Task description:
Every line of the material is to be quoted verbatim, minus the pictures.

Entries supplied:
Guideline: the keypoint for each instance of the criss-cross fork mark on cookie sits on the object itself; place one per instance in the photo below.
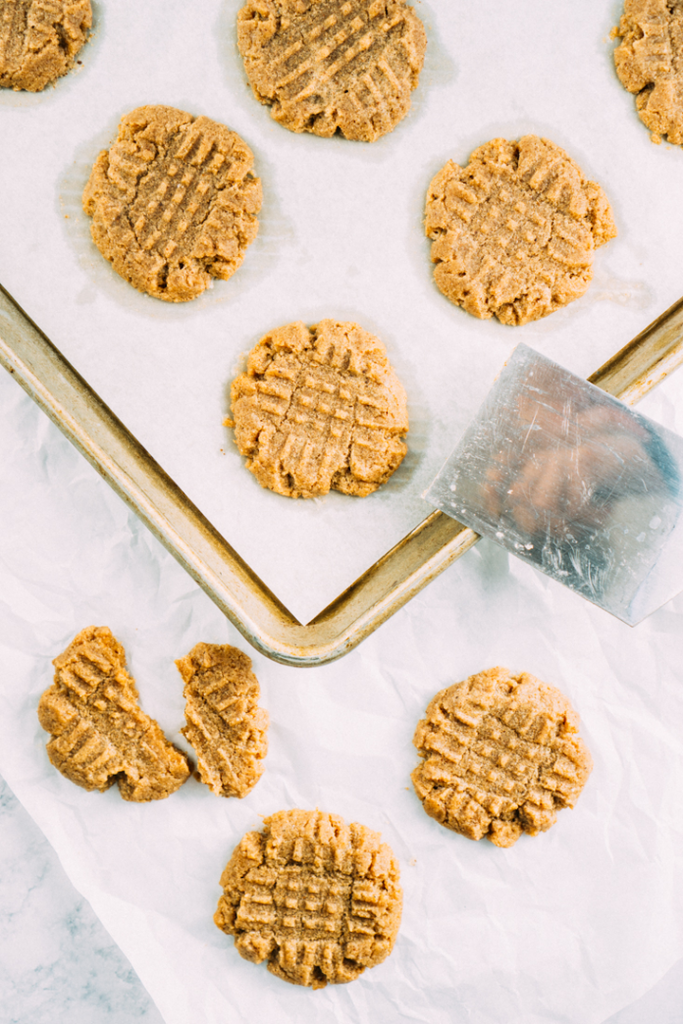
(649, 62)
(501, 755)
(39, 40)
(316, 898)
(100, 735)
(515, 230)
(319, 409)
(225, 726)
(174, 202)
(328, 65)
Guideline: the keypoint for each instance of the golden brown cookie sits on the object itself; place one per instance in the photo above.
(319, 409)
(318, 899)
(328, 66)
(225, 726)
(39, 40)
(100, 735)
(501, 754)
(514, 231)
(173, 202)
(649, 62)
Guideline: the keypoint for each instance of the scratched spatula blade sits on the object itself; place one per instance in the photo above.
(571, 480)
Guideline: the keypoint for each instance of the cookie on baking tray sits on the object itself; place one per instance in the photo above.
(501, 755)
(173, 202)
(328, 66)
(649, 62)
(225, 726)
(40, 39)
(318, 899)
(514, 231)
(319, 409)
(99, 734)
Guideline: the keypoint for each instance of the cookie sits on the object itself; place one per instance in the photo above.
(649, 62)
(173, 202)
(330, 66)
(318, 899)
(319, 409)
(225, 726)
(501, 754)
(39, 40)
(514, 231)
(100, 735)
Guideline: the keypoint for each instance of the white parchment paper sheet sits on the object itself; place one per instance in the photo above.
(341, 236)
(568, 926)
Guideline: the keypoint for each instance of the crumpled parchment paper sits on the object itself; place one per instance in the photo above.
(568, 926)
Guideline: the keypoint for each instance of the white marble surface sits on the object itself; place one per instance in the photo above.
(58, 966)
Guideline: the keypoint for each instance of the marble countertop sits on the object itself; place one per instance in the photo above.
(59, 966)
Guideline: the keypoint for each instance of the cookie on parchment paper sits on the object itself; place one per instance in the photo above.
(514, 231)
(40, 39)
(100, 735)
(501, 755)
(328, 66)
(649, 62)
(173, 202)
(319, 409)
(318, 899)
(225, 726)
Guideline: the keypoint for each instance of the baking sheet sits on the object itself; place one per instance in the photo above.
(568, 926)
(341, 236)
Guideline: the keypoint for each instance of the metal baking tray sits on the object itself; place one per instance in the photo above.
(252, 607)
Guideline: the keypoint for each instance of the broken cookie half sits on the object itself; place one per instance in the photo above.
(225, 726)
(99, 733)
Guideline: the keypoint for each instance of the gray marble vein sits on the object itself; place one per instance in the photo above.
(57, 964)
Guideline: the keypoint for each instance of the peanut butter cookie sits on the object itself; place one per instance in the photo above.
(40, 39)
(173, 202)
(649, 62)
(514, 231)
(318, 899)
(501, 754)
(328, 66)
(225, 726)
(100, 735)
(319, 409)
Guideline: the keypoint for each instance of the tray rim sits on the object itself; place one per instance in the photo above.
(264, 622)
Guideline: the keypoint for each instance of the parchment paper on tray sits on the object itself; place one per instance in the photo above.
(571, 480)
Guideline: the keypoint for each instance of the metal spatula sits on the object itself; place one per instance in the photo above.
(573, 481)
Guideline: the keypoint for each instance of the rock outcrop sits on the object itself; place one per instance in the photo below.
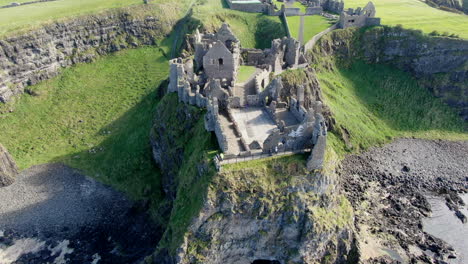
(8, 168)
(279, 213)
(439, 63)
(388, 186)
(38, 55)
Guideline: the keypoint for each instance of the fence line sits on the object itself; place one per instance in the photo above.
(257, 155)
(285, 21)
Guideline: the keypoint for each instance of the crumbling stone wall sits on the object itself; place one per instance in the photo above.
(333, 6)
(39, 55)
(359, 17)
(248, 7)
(219, 63)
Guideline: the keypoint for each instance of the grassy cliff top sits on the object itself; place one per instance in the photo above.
(416, 15)
(34, 15)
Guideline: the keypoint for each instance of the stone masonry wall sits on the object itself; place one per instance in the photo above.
(40, 54)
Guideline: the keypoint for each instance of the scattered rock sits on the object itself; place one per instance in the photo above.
(394, 203)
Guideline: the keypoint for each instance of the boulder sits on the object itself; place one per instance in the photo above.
(8, 168)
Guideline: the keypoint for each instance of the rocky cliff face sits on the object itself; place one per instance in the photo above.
(38, 55)
(277, 213)
(8, 168)
(274, 211)
(440, 64)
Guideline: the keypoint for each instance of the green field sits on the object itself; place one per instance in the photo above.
(376, 103)
(33, 16)
(27, 16)
(95, 117)
(253, 30)
(416, 15)
(7, 2)
(312, 26)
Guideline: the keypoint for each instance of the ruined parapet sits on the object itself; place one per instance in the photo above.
(248, 6)
(319, 139)
(292, 52)
(176, 75)
(273, 91)
(262, 79)
(225, 35)
(219, 62)
(213, 123)
(297, 110)
(359, 17)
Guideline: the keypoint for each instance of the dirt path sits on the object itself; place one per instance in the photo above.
(388, 187)
(301, 30)
(54, 214)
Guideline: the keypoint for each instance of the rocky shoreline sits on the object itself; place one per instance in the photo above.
(56, 215)
(387, 188)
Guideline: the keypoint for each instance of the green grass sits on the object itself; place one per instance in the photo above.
(312, 26)
(253, 30)
(300, 6)
(199, 148)
(294, 23)
(416, 15)
(94, 117)
(23, 18)
(245, 72)
(7, 2)
(30, 15)
(376, 103)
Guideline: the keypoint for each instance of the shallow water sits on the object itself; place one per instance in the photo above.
(445, 225)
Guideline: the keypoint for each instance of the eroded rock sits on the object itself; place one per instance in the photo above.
(8, 168)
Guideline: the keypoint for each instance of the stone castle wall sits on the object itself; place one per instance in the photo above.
(40, 54)
(248, 7)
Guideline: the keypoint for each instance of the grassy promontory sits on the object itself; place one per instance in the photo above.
(94, 117)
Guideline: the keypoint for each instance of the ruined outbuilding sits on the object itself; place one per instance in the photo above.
(360, 17)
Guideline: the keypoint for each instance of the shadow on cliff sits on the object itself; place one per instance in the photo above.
(384, 98)
(124, 158)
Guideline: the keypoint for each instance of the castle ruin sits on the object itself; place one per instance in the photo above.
(360, 17)
(248, 116)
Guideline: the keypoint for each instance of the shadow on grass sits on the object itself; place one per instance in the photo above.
(124, 159)
(267, 30)
(382, 101)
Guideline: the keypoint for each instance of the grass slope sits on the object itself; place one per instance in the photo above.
(199, 148)
(376, 103)
(94, 117)
(312, 26)
(33, 16)
(417, 15)
(253, 30)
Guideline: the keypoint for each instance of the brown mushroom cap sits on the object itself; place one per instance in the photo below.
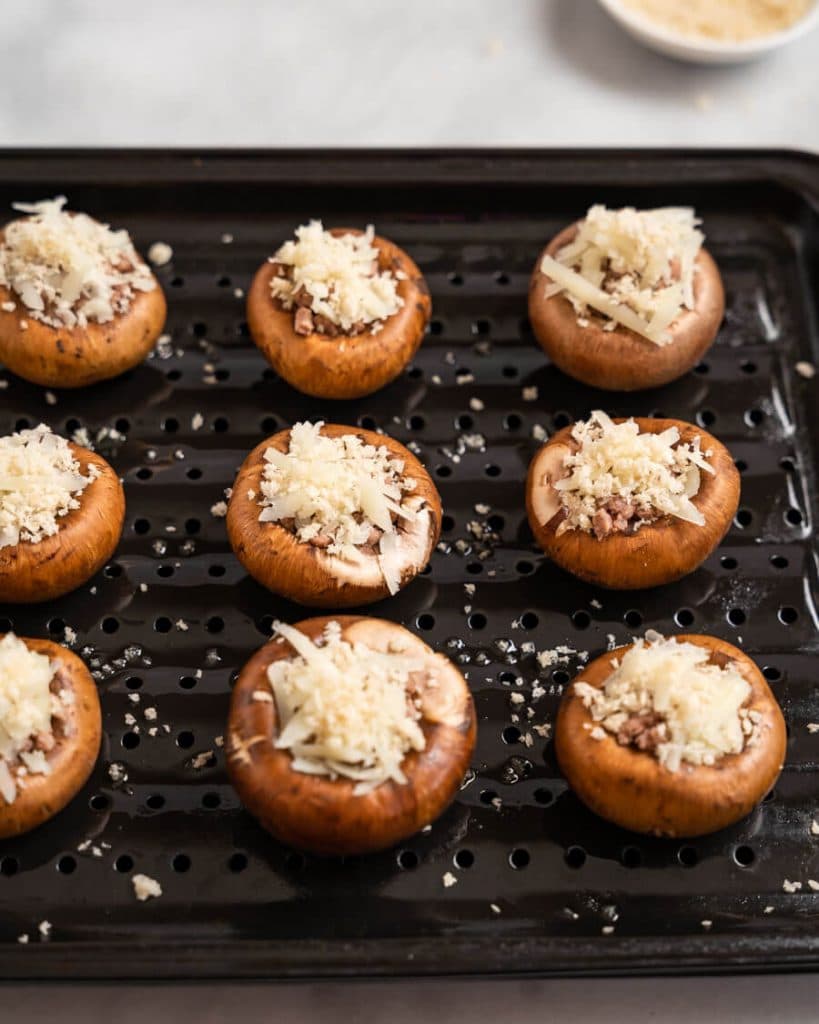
(658, 552)
(72, 759)
(322, 814)
(85, 541)
(620, 359)
(344, 367)
(632, 788)
(75, 356)
(277, 560)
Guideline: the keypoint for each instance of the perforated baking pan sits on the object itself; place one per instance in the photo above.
(542, 886)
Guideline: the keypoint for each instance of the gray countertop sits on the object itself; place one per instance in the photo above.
(379, 73)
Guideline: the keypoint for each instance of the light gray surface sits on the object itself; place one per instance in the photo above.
(365, 73)
(377, 72)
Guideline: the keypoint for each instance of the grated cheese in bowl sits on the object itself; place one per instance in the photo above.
(40, 481)
(27, 707)
(636, 267)
(667, 698)
(346, 709)
(341, 496)
(728, 20)
(620, 478)
(334, 284)
(69, 269)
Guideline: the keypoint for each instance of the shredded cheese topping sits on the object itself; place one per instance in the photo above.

Final result:
Guideline: the keypoint for each instance of the criss-cross fork mark on cookie sits on the object itself; place one per instance in the photo below.
(649, 62)
(501, 755)
(39, 40)
(316, 898)
(100, 735)
(515, 230)
(319, 409)
(225, 726)
(174, 202)
(328, 65)
Guideline: the keypoint for each instance of the golden brown cookie sits on the object itself; place one per instance in the photo above.
(319, 409)
(318, 899)
(328, 66)
(225, 726)
(39, 40)
(100, 735)
(501, 754)
(514, 231)
(173, 202)
(649, 62)
Guideline: the keypoint for each instance of the scratched spatula blade sits on the object itself; place one per instance in the photo above.
(571, 480)
Guideline: the keypoint for each instance of the cookie on baking tray sits on the object itself; place one per instance in the photo above.
(501, 755)
(173, 202)
(328, 66)
(649, 62)
(225, 726)
(40, 39)
(318, 899)
(514, 231)
(319, 409)
(99, 734)
Guideline: the keypoint for each instance of the cookie sits on the object itself; place one per instance in the photo above.
(649, 62)
(173, 202)
(330, 66)
(318, 899)
(319, 409)
(225, 726)
(501, 754)
(39, 40)
(514, 231)
(100, 735)
Guideline: the keypoint for each instance of the white parchment paper sheet sits on the object itself; place one per instance in the photo above.
(341, 236)
(568, 926)
Guideline: the keypoint for each instance of the crumpled parchment paper sits on the object itself; place one per instance in the photo above.
(568, 926)
Guideline: the keypoint for each instance of the white marble surface sits on the object itself; place one per instance in the photo above.
(58, 966)
Guideline: the keypoint for each instance of the marble countertop sits on the object itself; place one per instance in the photo above.
(59, 966)
Guideline: the keypoint for each instance of the cookie on parchment paper sits on the object itself; place one per instance in the photo above.
(514, 231)
(40, 39)
(100, 735)
(501, 755)
(328, 66)
(649, 62)
(173, 202)
(319, 409)
(318, 899)
(225, 726)
Guideline: the keypoint for each instance of the baking sheet sits on the object itself; place one per instance in the photo above.
(568, 926)
(341, 236)
Guideline: the keypoint for each instance of the metal baking tray sits on the object itself; place one per instance in the photo above.
(252, 607)
Guideline: the keypoint for each instance of the broken cookie half sits on the object itself; place one per instance in the photo above.
(225, 726)
(99, 733)
Guideline: the keypoint for each instance of the gray marble vein sits on the object itself; place one per instance in the photo above.
(57, 964)
Guideline: the keypoint for each instance of the peanut butter cookie sits on the object itself; place one per instance in the photo above.
(40, 39)
(173, 202)
(649, 62)
(514, 231)
(318, 899)
(501, 754)
(328, 66)
(225, 726)
(100, 735)
(319, 409)
Guideline: the keypoint for each instance of the tray rim sits on the object itself; place one per instance in the photo above.
(264, 622)
Guideline: the keypoint for each instance of the parchment paper on tray sits on the object itself; place one per instance in the photo above.
(571, 480)
Guideline: the keypoint for each instance of the metal spatula sits on the object itself; place one per instance in the photo above.
(573, 481)
Guideline: the keypoint for each instance of the rock outcrop sits on the object itself; place one per instance in the photo below.
(8, 168)
(279, 213)
(439, 63)
(388, 186)
(38, 55)
Guideline: the keypoint for each instance of the fence line sits on the object itself; place one per instance in the photo above.
(257, 155)
(285, 21)
Guideline: the keypoint for each instance of the crumbling stone wall sits on the object itself; place one per instance in the photo above.
(333, 6)
(39, 55)
(359, 17)
(248, 7)
(219, 63)
Guideline: the keypoint for each instance of the grassy cliff top sits on the object itself; place one per instance in the photo above.
(416, 15)
(34, 15)
Guideline: the keypoint for each instance of the stone masonry wall sits on the object itself; place one per instance in the photo above.
(40, 54)
Guideline: the keypoint for each instance of the scattered rock sits on the object itself; place one per instance in the photo above.
(394, 203)
Guideline: the keypoint for each instance of the boulder sits on the object itself; place one per instance in the photo above.
(8, 168)
Guideline: the keypoint for each instance of the rocky cliff face sits on the object itself; place one per instance in the photo above.
(38, 55)
(277, 213)
(8, 168)
(274, 211)
(440, 64)
Guideline: the keypoint for each instance of the green field sits on the object itself; place one per instance in the photo above.
(376, 103)
(33, 16)
(27, 16)
(95, 117)
(253, 30)
(416, 15)
(7, 2)
(312, 26)
Guideline: the keypoint for each instance of the ruined parapet sits on the object itself; place one per instance in the photo above.
(248, 6)
(319, 139)
(292, 52)
(176, 75)
(273, 91)
(262, 79)
(225, 35)
(219, 62)
(213, 123)
(297, 110)
(359, 17)
Guideline: the keypoint for each instance of the dirt path sits on the object itself; place one per instance in the photo above.
(388, 187)
(301, 30)
(54, 214)
Guideline: the keypoint for each instance of the rocky shoreline sits on the object itself; place one per instance in the photo above.
(56, 215)
(387, 188)
Guideline: the keypoint for each instance of the green grass sits on the object itself; place one per instance in the photo above.
(312, 26)
(253, 30)
(300, 6)
(199, 148)
(294, 23)
(416, 15)
(94, 117)
(23, 18)
(245, 72)
(7, 2)
(30, 15)
(376, 103)
Guideline: the keypoint for each instance of the shallow water sits on the object itself; place one per instance in the photo above.
(445, 225)
Guideline: the keypoint for each instance of the eroded rock sits on the object itself; place one per instance in the photo above.
(8, 168)
Guideline: the keypoint for each instance of the stone castle wall sits on the object itself; place one per instance in the photo above.
(40, 54)
(248, 7)
Guideline: the keypoint for each instance of the grassy promontory sits on the object itself; place one per instance in the photo above.
(94, 117)
Guideline: the keypoint for each instance of the ruined outbuilding sits on the object itself; place one per instance in the photo above.
(360, 17)
Guideline: the keypoint for each instance of the shadow on cliff sits on the object itself; place one per instance in the photo above.
(384, 98)
(124, 158)
Guideline: the keypoint for each instance of the castle ruin sits on the object itself; place one per instance in the photo above.
(360, 17)
(248, 116)
Guideline: the keypoint for each instance of the shadow on grass sits on the object itself; place one per instance in the photo above.
(124, 159)
(267, 30)
(382, 101)
Guideline: the keypoint for each instance of the grass slope sits on the object itself; place one per instance in the photo above.
(199, 148)
(376, 103)
(94, 117)
(312, 26)
(33, 16)
(417, 15)
(253, 30)
Guideline: the keypoint for each instance of the brown mushroom cap sits on the object itself; place one per instance in the photo below.
(658, 552)
(72, 759)
(322, 814)
(85, 541)
(620, 359)
(344, 367)
(632, 788)
(75, 356)
(277, 560)
Guideline: the keypoint for each instance of the perforated baking pan sits on the object itself; place one per instance in the photo above.
(542, 886)
Guideline: the keypoint for each instance of the gray countertop sits on the object itself; place one per instance in the photo above.
(379, 73)
Guideline: the keypoint for each instance of the light gray surface sits on the object itself; place one per instance in the photo above.
(365, 73)
(377, 72)
Guideline: the keypoint for each instance of the grated cheese in bowl sits on the object itself; place one per instance in the photo above.
(40, 481)
(27, 707)
(636, 267)
(667, 698)
(346, 709)
(341, 496)
(728, 20)
(620, 478)
(334, 284)
(69, 269)
Guideline: the keypoint for each instance of the shredded cheese topping sits on the object itself; place one per instance in the photo above.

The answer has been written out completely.